Originally posted by derleider: It should actually be interesting to see how US News treats the med school for the undergrad rankings.
Will it be treated as a separate school (like Newark or Camden) - in that case it might hurt us, as the Pharmacy school probably has a higher quality of student than the overall RU-NB.
If however some or all of the Health Sciences School gets counted for RU-NB then the following areas will be helped
Faculty salary - 7% (doctors make more than professors I would think)
Financial resources - 10% even though they don't include hospitals, I would think that on average, medical education costs a bit more than regular - even for the undergrad type courses
On the other hand, by taking on hundreds of millions of dollars of debt, RU will likely have to raise tuition or cut spending elsewhere.
Overall, for US News, I doubt there is a major impact. At least not immediately (and even the immediate obviously wouldn't show up until the 2014 or 2015 rankings because of how they compile the data).
I actually think it is likely this legislation will hurt Rutgers-NB's ranking. UMDNJ is still, essentially, a separate school with its own administration and its own chancellor. The UMDNJ Chancellor will be a peer to the NB Chancellor, Newark Chancellor, and Camden Chancellor as they will all report to Barchi. US News rightfully excludes Newark and Camden from Rutgers--NB's ranking and so I expect them to also treat UMDNJ as a separate school.
So the net effect will be that Rutgers-NB loses one of its top programs (Pharmacy) to UMDNJ...I don't think that its going to help Rutgers' ranking, but we will see.

# Description of the task:
Can you extract the stretch of the Rutgers rankings discussion from "Will it be treated" through "the overall RU-NB.", word for word?

# Dataset extract:

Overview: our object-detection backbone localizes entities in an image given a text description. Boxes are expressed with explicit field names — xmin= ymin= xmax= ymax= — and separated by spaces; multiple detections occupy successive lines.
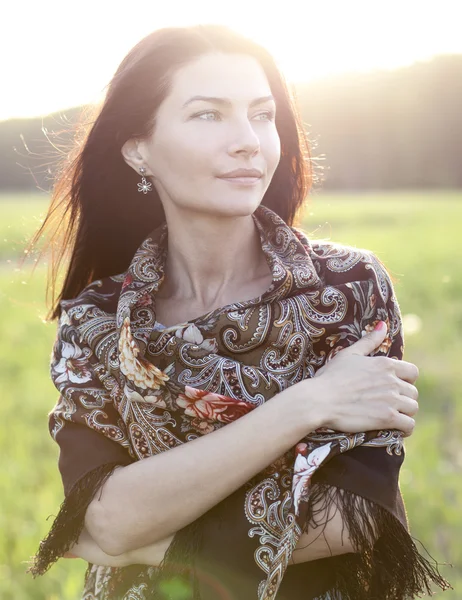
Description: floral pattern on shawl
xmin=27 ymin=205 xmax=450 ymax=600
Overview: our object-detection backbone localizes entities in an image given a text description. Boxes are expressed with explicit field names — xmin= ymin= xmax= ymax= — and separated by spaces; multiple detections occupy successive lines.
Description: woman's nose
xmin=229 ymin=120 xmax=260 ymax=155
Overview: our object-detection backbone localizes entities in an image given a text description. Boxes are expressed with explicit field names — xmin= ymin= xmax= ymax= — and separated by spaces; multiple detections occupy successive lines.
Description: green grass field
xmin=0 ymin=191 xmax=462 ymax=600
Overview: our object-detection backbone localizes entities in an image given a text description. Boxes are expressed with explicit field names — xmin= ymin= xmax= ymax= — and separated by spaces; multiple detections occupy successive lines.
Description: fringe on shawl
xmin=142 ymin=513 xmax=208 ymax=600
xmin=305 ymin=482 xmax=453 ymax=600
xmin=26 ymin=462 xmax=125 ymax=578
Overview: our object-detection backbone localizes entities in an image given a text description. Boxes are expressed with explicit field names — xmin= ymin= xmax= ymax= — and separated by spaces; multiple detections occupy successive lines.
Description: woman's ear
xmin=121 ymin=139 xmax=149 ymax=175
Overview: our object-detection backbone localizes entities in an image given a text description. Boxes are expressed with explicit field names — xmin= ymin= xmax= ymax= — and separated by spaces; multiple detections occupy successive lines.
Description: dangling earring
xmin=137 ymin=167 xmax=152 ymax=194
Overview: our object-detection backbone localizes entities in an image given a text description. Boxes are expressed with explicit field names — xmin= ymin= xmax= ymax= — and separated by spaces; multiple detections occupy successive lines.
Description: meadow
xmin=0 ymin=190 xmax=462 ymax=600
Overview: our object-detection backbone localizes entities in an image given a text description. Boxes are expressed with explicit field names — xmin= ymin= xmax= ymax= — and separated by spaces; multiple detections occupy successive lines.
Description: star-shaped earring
...
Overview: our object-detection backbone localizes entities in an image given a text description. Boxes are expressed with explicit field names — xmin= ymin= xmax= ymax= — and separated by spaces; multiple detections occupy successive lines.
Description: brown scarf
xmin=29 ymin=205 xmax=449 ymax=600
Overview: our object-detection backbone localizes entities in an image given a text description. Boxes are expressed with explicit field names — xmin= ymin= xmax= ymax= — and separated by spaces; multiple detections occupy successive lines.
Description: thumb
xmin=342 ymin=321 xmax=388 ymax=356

# Reply:
Will it be treated as a separate school (like Newark or Camden) - in that case it might hurt us, as the Pharmacy school probably has a higher quality of student than the overall RU-NB.